# EXTRACT
..........

Feeling as though they are always rushing, always late, always on the run
Taking on too much, keeping too many irons in the fire
Becoming short tempered
Feeling constantly anxious
Being overreactive and tense
Worrying a great deal about a lot of little things
Focusing on negatives, especially negative self-judgments and negative judgments of others close to them
Thinking a lot about failure, possible disaster, lack of success
Constantly feeling inadequate
Looking at these symptoms, as well as those listed earlier as symptoms of chronic stress, I came to realize that they applied all too well to what Carla James and so many others faced in their families. ... In each case, parents and children had felt this panoply of symptoms for long periods of time, but without quite being able to figure out what was going on.
As I tried to understand the connection between chronic stress research and the families I was seeing, I asked the Gurian Institute research team to help me reach out to parents and find out what they thought.

..........

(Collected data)

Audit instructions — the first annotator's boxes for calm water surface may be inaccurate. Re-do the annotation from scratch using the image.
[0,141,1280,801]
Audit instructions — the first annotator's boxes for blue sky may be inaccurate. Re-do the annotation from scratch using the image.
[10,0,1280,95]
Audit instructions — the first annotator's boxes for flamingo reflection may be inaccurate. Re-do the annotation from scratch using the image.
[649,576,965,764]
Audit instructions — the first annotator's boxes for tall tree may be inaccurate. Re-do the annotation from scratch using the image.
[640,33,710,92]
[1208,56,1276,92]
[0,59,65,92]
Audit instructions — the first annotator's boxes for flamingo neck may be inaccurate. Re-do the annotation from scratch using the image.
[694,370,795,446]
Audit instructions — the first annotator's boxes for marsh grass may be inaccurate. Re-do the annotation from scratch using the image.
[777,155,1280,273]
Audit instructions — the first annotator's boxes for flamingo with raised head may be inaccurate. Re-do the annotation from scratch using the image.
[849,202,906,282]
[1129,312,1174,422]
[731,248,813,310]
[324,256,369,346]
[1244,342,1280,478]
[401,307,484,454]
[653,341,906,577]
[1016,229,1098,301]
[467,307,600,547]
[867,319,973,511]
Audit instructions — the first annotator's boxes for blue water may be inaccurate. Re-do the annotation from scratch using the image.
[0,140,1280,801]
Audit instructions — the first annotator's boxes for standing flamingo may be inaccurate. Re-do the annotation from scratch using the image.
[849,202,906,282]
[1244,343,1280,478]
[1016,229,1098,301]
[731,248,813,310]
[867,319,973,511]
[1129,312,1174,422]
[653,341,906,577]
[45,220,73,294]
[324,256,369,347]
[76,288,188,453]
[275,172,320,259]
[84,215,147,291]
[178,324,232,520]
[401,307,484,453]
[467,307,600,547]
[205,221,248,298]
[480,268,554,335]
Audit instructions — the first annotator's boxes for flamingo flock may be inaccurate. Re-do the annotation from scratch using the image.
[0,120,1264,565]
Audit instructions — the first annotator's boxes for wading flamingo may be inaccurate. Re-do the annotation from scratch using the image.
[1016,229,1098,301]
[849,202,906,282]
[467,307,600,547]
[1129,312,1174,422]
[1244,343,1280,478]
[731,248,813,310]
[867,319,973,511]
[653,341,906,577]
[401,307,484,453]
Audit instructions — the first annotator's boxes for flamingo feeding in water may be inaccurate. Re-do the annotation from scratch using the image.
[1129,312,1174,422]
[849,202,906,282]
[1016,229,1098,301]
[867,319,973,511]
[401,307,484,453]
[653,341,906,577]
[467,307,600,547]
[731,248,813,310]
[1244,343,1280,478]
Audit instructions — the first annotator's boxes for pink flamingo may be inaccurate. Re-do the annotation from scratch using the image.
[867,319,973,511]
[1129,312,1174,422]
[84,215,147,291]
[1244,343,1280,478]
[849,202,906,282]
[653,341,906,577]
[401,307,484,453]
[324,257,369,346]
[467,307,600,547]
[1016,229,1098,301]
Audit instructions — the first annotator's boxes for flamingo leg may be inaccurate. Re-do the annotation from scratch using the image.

..........

# REQUIRED TASKS
A) In the extract on chronic stress in families, whom did the writer ask for help in reaching out to parents?
B) Carry on the extract about chronic stress in families, starting after its final sentence.

# SOLVED TASKS
A) The Gurian Institute research team.

B)
In 2005, the Gurian Institute staff decided to measure the level of parental stress in families. We conducted an e-mail survey in which we asked 1,859 parents and caregivers to rank
How supported they felt as parents in this culture
How protected their children were in their social circles
What they most feared as parents and caregivers
The results were powerful. Two-thirds of the survey participants considered themselves "unsupported as parents in the United States," felt "inadequate," and felt "constantly worried that their children would be harmed." Worry for children's safety is natural to any generation of parents, but the greatest fear among parents in our survey came not from physical violence or even from terrorism or sexual predators. More than two-thirds of participants believed that their children were in more danger from "subtle harms" than they were from "overt harms." As one respondent put it, "Our society has taken care of a lot of the ob¬vious harms to children--like lack of food or shelter--but now the subtle harms are far worse." Subtle harms for surveyed parents included media stereotypes (thin girls, buff boys) as well as media exploitation of violence and inappropriate sexuality, loss of family bonding in everyday life, and high social pressure on kids. A number of participants re¬ported variations on this theme: "There are inordinately high social and family expectations on my kids to perform in ways that just don't fit who my kids are. This is really stressing them out."
Also interesting in the survey was this finding: three-quarters of the respondents felt that their children were in more danger than they themselves had been as children. Many of these respondents were brought up during the Cold War--a time when Americans thought they could lose their lives in a nuclear catastrophe at any time--yet they felt that their children's exposure to subtle harms in contemporary society was worse.